(Dataset entries)
****
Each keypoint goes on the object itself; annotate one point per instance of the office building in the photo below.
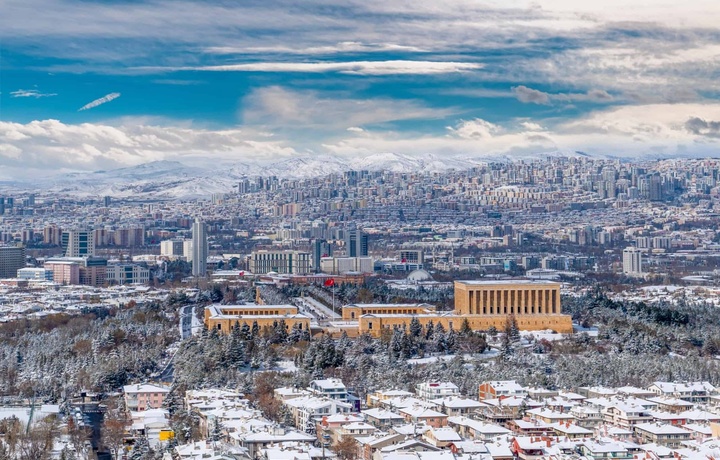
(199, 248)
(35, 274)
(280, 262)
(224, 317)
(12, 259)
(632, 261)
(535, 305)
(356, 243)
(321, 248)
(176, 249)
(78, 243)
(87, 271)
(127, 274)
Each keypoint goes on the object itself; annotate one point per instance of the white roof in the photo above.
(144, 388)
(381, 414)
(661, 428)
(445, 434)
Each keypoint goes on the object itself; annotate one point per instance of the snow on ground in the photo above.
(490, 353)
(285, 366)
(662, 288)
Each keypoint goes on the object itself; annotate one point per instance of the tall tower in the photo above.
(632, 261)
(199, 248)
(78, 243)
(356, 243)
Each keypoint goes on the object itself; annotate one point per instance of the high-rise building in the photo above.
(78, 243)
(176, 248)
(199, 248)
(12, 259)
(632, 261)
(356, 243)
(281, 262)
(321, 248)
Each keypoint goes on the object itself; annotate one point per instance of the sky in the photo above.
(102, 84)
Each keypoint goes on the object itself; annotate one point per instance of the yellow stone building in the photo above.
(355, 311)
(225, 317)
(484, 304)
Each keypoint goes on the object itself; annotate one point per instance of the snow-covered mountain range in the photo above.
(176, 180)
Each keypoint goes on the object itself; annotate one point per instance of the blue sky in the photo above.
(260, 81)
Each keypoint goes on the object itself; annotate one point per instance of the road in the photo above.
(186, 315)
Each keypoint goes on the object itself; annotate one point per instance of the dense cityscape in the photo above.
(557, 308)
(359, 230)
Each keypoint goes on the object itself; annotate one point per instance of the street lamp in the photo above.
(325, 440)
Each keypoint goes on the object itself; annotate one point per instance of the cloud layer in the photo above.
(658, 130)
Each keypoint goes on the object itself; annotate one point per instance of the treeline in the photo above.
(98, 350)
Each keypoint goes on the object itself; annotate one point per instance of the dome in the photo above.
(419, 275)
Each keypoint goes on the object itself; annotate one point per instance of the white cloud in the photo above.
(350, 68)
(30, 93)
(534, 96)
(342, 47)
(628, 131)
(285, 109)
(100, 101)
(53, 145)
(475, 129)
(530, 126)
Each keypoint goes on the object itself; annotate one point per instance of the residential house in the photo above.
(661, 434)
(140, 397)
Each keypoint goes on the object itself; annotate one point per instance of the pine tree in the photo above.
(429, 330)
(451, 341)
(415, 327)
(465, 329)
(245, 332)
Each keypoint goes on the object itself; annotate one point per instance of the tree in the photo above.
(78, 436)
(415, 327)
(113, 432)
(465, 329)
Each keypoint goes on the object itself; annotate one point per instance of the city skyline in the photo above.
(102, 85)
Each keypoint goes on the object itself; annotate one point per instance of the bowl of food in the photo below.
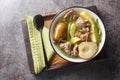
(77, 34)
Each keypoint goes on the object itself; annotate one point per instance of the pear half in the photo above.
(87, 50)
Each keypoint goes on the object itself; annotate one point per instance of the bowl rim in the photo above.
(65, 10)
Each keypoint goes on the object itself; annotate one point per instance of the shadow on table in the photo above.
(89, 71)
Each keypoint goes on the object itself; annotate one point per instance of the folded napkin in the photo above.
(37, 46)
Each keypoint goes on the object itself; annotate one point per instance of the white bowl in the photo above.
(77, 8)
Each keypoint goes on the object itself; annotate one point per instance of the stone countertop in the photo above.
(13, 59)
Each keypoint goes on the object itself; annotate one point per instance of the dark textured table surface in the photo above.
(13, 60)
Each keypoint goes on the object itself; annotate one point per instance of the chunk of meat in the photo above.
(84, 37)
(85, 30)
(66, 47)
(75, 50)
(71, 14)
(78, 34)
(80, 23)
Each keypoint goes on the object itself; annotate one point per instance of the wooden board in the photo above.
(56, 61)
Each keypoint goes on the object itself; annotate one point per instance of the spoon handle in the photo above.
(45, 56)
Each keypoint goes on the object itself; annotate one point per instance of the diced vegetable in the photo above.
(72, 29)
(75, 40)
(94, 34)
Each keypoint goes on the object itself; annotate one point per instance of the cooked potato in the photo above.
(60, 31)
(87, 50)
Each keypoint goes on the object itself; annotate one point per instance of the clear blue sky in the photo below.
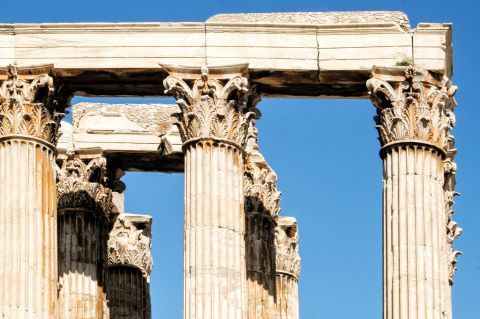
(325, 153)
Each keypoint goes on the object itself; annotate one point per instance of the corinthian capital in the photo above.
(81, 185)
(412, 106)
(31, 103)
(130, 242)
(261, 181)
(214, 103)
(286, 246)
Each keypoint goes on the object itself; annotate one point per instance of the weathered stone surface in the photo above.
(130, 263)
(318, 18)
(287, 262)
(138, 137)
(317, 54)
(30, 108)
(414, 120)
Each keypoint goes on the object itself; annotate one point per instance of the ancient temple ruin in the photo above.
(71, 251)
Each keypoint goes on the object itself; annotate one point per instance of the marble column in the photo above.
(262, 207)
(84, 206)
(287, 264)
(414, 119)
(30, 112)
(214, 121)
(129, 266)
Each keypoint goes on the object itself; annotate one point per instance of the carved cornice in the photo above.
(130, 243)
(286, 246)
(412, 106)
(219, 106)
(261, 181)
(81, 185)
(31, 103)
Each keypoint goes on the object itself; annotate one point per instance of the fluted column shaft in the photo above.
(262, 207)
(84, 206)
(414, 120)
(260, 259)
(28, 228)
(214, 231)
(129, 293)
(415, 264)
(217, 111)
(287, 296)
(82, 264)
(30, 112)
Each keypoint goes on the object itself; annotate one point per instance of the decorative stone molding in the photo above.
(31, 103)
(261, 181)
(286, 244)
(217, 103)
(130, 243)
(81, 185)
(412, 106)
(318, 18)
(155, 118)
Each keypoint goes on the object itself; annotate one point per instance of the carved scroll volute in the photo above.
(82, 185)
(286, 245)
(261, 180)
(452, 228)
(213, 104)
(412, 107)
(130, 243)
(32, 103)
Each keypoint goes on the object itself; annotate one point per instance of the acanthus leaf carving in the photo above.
****
Problem ▸ Return exactly the lines from the one containing "volute in the photo above." through the last line of the records above, both included, and nothing else.

Output of the exercise ▸
Each keypoint goes on the object itself; annotate one point per instance of the carved scroll volute in the photo above.
(82, 185)
(286, 245)
(261, 180)
(452, 228)
(213, 104)
(412, 107)
(130, 243)
(32, 103)
Each keypoint goes on the object itself; annotate one point per instance of the acanthus leaf carving in the photo above.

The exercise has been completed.